Below are some entries; can you quote all of them exactly?

_ _ _ _ _ _ _

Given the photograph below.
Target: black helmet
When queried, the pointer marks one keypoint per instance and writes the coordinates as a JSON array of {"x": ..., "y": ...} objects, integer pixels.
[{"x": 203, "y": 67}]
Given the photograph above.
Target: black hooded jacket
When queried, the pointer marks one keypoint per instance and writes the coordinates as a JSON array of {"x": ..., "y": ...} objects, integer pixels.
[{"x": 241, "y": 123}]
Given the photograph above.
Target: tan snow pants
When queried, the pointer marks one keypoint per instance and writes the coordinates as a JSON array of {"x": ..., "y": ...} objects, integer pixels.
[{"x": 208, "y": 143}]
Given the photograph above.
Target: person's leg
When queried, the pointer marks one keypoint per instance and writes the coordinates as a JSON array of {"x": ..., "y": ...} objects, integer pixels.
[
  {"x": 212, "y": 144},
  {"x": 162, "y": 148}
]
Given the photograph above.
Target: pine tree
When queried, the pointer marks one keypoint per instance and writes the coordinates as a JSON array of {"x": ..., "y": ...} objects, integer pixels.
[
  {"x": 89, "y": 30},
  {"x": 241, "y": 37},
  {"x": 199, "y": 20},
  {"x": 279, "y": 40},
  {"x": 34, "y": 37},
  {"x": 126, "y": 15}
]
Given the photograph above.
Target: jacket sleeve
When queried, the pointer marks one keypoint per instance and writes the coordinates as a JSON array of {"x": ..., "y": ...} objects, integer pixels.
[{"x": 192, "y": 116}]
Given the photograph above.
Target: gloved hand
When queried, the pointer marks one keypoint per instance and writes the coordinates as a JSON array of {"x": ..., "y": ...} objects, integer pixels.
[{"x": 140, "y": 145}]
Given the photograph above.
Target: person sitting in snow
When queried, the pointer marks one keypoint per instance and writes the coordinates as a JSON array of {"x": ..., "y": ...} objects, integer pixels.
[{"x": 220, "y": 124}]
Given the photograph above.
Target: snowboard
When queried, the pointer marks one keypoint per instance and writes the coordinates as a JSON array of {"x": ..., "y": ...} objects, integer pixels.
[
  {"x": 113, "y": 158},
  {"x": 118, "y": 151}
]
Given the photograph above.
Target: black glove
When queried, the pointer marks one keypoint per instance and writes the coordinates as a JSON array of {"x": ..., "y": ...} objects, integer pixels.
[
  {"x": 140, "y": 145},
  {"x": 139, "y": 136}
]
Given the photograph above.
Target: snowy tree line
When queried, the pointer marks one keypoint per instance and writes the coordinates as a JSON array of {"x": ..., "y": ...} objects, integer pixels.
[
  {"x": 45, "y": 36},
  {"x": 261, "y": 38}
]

_ _ _ _ _ _ _

RESULT FOR THIS EXERCISE =
Given the photograph below.
Target: black helmet
When queried, the pointer marks one keypoint per instance and writes the coordinates as a JSON array of {"x": ..., "y": ...} objects, integer pixels.
[{"x": 203, "y": 67}]
Given the photograph above.
Target: black hooded jacket
When queried, the pointer marks one keypoint per instance and writes the coordinates as a JSON array of {"x": ..., "y": ...} objects, integer pixels.
[{"x": 241, "y": 123}]
Given the photograph above.
Target: tan snow pants
When queried, the pointer marks one keypoint per instance and writes the coordinates as a JSON array of {"x": ..., "y": ...} objects, integer pixels.
[{"x": 208, "y": 143}]
Given the photograph above.
Target: person's leg
When queried, the pointer marks one keypoint per instance and writes the coordinates as a JSON array of {"x": ..., "y": ...} objects, integer pixels.
[
  {"x": 212, "y": 144},
  {"x": 162, "y": 148}
]
Given the photograph above.
Target: pine tree
When queried, the pointer marks one keypoint per instance and writes the coordinates as a JSON array of {"x": ..., "y": ...} objects, integer pixels.
[
  {"x": 89, "y": 30},
  {"x": 241, "y": 37},
  {"x": 199, "y": 20},
  {"x": 279, "y": 40},
  {"x": 34, "y": 37},
  {"x": 126, "y": 15}
]
Given the photograph above.
Target: jacket sleeve
When queried, the pointer marks one keypoint per instance and writes the coordinates as a JSON array of {"x": ..., "y": ...} objects, integer pixels.
[{"x": 192, "y": 116}]
Given the photograph above.
Target: gloved hand
When queried, the pointer marks one keypoint per instance and writes the coordinates as a JSON array of {"x": ..., "y": ...} objects, integer pixels.
[{"x": 140, "y": 145}]
Given the photograph above.
Target: person sitting in snow
When queried, the pointer marks one keypoint per instance and writes the coordinates as a JSON array of {"x": ..., "y": ...} objects, integer pixels.
[{"x": 220, "y": 124}]
Given the photograph above.
Target: snowboard
When queried, the pointer marks one keypoint per instance and writes the coordinates as a JSON array of {"x": ..., "y": ...} objects, integer pixels.
[
  {"x": 113, "y": 158},
  {"x": 118, "y": 151}
]
Given the photograph above.
Target: black glove
When queried, the pointer marks one keypoint per instance and writes the coordinates as a JSON array of {"x": ..., "y": ...} objects, integer pixels.
[
  {"x": 140, "y": 145},
  {"x": 139, "y": 136}
]
Given the photograph above.
Target: snowy tree line
When queried, the pointer marks one keypoint per instance and writes the coordinates as a JSON array of {"x": ..., "y": ...} objects, integer pixels.
[
  {"x": 45, "y": 36},
  {"x": 261, "y": 38}
]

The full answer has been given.